→ **PROBLEM TO SOLVE**
Can you copy the Saudi Aramco earnings article word for word from "Aramco said the" to "oil for revenue."?

TEXT PROVIDED Start Marker

Saudi Aramco’s profits soared by 30% for the first quarter of the year, riding on the back of higher crude oil prices.
The company’s financial results show a net income of 21.7 billion dollars (£15 billion) for the first three months of the year, compared to the same period in 2020 when Aramco’s earnings plunged to 16.7 billion dollars (£12 billion) as the early effects of the coronavirus pandemic were beginning to dramatically drive down global demand for oil.
Brent crude plummeted to around 20 dollars a barrel at its lowest point last year.
Aramco said the increase in profits primarily reflects the impact of higher crude oil prices which have averaged around 60 dollars a barrel in recent months.
Aramco produced some 9.2 million barrels a day in 2020, compared to a current average of 8.6 million barrels a day for the first quarter of 2021.
The company also confirmed it would deliver on a promised dividend payout of 18.75 billion dollars (£13.5 billion) for its shareholders this quarter. Nearly all of that payout goes to the Saudi government, which owns more than 98% of the company, with the remaining 1.7% trading on the Saudi stock market.
Aramco’s higher earnings will come as welcome relief to the Saudi government, which continues to rely heavily on the company’s barrels of oil for revenue.
The prince intends to transfer ownership of Aramco to the country’s sovereign wealth fund and use the earnings for investments abroad and locally with the aim of spurring new sectors and generating millions of new jobs for Saudi youths.
Aramco chief executive Amin Nasser said the first-quarter earnings are a sign that “better days are coming”.
“While some headwinds still remain, we are well positioned to meet the world’s growing energy needs as economies start to recover,” he said.
The company noted in its earnings report that while vaccination programmes around the world to combat Covid-19 are an encouraging development, the pandemic is far from over.

TEXT PROVIDED End Marker
SUPPLIED ENTRIES Start Marker

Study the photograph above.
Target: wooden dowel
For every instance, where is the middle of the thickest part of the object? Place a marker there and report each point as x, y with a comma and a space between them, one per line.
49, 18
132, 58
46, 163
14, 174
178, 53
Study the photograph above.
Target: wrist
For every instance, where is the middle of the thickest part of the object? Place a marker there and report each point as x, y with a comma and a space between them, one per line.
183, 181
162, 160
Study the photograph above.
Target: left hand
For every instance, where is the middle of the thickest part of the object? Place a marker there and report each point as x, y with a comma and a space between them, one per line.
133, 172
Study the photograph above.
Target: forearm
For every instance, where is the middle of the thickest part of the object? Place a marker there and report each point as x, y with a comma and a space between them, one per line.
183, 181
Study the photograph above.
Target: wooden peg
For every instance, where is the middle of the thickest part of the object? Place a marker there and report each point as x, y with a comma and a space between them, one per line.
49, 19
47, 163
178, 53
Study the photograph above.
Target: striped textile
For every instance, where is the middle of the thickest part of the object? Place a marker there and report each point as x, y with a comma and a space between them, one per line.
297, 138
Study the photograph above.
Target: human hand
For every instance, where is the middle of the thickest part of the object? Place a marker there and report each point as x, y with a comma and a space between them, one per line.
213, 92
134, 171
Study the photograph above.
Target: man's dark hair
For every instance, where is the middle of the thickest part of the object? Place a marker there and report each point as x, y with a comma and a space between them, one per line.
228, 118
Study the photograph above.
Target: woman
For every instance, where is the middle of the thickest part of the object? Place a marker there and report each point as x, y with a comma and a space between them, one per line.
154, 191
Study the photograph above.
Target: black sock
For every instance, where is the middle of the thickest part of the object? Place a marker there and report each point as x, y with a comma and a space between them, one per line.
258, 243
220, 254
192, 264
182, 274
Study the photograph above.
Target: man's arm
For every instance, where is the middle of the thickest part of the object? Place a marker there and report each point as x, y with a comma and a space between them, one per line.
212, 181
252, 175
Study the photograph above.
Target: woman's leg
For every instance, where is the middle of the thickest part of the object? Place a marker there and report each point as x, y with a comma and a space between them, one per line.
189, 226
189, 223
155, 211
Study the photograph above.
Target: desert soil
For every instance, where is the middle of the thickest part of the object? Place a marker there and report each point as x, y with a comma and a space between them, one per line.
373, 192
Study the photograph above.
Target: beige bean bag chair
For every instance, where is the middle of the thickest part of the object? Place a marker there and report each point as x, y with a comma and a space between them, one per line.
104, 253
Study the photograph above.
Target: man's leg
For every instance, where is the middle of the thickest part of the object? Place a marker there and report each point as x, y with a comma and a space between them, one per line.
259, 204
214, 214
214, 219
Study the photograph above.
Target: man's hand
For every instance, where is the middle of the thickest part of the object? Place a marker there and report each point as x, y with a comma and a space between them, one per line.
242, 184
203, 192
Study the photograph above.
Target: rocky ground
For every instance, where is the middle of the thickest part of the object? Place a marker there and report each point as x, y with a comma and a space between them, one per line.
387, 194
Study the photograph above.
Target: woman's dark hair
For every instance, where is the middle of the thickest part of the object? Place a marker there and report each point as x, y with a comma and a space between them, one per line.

SUPPLIED ENTRIES End Marker

→ **EXPECTED ANSWER**
Aramco said the increase in profits primarily reflects the impact of higher crude oil prices which have averaged around 60 dollars a barrel in recent months.
Aramco produced some 9.2 million barrels a day in 2020, compared to a current average of 8.6 million barrels a day for the first quarter of 2021.
The company also confirmed it would deliver on a promised dividend payout of 18.75 billion dollars (£13.5 billion) for its shareholders this quarter. Nearly all of that payout goes to the Saudi government, which owns more than 98% of the company, with the remaining 1.7% trading on the Saudi stock market.
Aramco’s higher earnings will come as welcome relief to the Saudi government, which continues to rely heavily on the company’s barrels of oil for revenue.